▶ **RECORD SET**
........

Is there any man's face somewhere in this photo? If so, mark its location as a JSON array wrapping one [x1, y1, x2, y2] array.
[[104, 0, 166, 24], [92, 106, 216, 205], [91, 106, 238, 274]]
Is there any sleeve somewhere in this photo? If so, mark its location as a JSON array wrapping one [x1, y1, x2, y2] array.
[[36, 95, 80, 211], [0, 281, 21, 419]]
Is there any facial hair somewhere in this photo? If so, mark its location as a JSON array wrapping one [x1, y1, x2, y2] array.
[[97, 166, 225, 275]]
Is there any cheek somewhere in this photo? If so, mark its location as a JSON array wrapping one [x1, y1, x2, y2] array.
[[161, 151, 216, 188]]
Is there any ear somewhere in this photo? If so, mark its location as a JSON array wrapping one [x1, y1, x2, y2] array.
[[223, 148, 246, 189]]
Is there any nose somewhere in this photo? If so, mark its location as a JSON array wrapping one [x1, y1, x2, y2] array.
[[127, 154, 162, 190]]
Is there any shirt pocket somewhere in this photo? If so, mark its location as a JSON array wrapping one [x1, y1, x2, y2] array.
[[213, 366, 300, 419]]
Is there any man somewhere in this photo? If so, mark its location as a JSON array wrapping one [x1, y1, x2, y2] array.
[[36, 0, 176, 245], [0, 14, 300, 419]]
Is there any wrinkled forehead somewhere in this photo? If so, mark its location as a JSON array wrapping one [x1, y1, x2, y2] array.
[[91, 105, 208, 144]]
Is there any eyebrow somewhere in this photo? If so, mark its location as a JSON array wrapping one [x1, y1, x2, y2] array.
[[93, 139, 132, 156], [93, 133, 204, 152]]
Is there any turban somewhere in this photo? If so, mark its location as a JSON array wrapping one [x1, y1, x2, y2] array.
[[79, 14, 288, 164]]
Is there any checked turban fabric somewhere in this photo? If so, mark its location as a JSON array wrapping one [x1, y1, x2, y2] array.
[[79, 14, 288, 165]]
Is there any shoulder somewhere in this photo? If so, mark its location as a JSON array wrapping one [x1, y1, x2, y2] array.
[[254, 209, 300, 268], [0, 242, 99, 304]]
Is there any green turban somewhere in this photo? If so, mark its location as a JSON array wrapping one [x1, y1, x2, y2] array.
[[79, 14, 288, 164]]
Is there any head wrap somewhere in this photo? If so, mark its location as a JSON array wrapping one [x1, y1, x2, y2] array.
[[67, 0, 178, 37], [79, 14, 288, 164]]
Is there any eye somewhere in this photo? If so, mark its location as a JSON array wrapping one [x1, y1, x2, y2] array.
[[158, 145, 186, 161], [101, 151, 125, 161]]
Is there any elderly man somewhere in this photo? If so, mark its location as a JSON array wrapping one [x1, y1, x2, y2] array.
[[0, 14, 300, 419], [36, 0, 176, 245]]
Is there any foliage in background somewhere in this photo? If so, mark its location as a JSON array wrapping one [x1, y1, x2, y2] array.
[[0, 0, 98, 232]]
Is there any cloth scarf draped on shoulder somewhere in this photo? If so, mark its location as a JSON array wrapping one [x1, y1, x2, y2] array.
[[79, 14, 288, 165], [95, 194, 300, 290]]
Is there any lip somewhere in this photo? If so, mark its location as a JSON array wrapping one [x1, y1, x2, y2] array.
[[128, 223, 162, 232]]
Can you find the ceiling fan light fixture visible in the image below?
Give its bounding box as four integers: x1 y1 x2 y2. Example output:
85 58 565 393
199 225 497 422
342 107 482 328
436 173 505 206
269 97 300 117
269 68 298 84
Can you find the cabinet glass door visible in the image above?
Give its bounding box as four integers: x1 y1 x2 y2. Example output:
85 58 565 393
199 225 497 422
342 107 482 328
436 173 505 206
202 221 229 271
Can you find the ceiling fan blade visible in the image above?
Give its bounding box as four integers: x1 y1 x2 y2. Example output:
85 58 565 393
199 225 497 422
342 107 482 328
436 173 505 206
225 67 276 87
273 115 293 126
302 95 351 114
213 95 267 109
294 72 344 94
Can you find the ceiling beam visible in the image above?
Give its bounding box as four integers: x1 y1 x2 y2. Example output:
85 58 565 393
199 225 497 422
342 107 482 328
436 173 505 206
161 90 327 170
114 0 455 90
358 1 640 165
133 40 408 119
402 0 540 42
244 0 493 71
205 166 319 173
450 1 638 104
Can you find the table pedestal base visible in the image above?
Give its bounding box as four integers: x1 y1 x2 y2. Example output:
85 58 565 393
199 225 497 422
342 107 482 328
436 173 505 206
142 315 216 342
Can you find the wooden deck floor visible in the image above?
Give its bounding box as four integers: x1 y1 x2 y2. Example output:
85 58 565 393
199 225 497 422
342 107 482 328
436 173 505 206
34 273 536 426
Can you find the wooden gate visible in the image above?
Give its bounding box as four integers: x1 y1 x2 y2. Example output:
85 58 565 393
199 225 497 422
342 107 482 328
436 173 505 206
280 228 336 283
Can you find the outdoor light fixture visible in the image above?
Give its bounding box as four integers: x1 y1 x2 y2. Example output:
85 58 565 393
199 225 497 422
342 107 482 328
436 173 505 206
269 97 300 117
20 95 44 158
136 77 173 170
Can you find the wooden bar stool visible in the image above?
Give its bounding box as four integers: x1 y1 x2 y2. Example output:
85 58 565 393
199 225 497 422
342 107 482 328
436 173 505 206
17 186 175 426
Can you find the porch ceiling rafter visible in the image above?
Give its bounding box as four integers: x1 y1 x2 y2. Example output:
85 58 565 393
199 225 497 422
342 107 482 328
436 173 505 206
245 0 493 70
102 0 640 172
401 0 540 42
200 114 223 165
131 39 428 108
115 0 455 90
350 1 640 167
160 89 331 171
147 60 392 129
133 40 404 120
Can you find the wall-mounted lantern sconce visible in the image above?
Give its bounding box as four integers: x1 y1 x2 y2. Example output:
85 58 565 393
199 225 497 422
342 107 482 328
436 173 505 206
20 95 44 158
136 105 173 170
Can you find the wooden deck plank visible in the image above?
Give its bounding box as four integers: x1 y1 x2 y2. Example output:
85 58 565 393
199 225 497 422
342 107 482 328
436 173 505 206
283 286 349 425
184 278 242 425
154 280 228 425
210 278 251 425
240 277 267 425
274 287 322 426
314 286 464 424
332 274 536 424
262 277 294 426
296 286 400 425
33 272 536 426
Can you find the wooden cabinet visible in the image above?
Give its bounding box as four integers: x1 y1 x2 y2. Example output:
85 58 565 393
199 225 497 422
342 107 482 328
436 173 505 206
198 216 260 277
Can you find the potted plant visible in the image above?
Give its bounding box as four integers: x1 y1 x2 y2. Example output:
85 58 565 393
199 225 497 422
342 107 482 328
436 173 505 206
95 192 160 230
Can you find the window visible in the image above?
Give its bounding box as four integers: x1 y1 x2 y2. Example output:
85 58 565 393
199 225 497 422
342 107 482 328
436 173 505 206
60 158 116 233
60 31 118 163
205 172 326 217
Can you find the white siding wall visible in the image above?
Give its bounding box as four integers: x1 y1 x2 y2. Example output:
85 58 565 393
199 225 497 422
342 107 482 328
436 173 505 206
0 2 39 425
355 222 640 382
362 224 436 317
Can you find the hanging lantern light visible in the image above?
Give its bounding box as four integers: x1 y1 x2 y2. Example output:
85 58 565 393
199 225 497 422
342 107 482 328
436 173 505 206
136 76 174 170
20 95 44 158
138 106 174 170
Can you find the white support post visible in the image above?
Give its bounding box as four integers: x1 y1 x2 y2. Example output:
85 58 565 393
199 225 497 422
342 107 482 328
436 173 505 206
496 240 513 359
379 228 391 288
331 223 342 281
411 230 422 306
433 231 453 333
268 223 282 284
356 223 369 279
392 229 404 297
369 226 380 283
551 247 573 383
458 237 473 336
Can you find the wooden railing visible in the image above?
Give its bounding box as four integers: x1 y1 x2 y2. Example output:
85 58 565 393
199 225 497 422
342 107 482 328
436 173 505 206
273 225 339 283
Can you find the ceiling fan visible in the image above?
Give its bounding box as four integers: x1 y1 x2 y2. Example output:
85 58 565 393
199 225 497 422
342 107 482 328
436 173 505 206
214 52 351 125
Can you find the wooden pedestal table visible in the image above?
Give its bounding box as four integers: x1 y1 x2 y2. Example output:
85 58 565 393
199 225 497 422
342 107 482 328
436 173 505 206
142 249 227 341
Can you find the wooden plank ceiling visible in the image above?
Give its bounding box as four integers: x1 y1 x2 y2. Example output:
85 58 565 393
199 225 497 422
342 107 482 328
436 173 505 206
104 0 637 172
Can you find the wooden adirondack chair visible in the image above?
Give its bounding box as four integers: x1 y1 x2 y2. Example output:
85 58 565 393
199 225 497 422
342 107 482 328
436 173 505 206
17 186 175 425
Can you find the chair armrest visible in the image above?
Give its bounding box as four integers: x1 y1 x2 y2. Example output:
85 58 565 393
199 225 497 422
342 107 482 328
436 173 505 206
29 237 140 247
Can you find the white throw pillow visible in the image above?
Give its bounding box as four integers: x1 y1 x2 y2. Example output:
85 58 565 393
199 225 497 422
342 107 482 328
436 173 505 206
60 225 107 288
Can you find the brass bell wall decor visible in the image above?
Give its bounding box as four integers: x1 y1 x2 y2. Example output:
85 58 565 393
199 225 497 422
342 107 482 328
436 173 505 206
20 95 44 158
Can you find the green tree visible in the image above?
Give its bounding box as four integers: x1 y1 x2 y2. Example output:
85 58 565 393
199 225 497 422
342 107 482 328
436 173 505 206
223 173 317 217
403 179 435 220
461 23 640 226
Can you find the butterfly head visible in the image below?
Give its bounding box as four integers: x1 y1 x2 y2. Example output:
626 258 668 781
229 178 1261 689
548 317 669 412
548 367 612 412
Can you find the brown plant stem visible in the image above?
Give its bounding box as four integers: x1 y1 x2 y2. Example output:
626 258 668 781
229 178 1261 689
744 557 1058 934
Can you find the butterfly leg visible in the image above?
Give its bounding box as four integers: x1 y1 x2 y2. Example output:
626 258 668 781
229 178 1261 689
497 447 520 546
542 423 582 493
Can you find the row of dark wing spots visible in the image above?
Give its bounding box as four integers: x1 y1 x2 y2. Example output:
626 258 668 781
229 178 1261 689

........

▶ **TO DO**
Copy out the records between the lines holding "Can you find the white support" and "273 225 339 283", inclusive, swapping "wooden railing" for "wooden banister" and leaving everything else unchanged.

▶ **WRITTEN SOLUTION**
Can you find the white support post visible in the image above?
Give its bounding box as four integers: x1 y1 x2 y2. Example output:
85 58 565 393
199 225 497 422
342 107 482 328
436 173 505 206
496 240 513 359
379 228 391 288
331 223 342 281
411 230 422 306
433 231 453 333
268 223 282 284
356 223 369 279
392 229 404 297
369 226 380 283
551 247 573 383
458 237 473 336
Can you find the wooden banister visible in the image above?
Give its bounding box as four integers: x1 y1 x2 y2. Example output:
85 58 565 393
199 225 497 422
342 107 482 328
436 173 505 206
273 225 339 283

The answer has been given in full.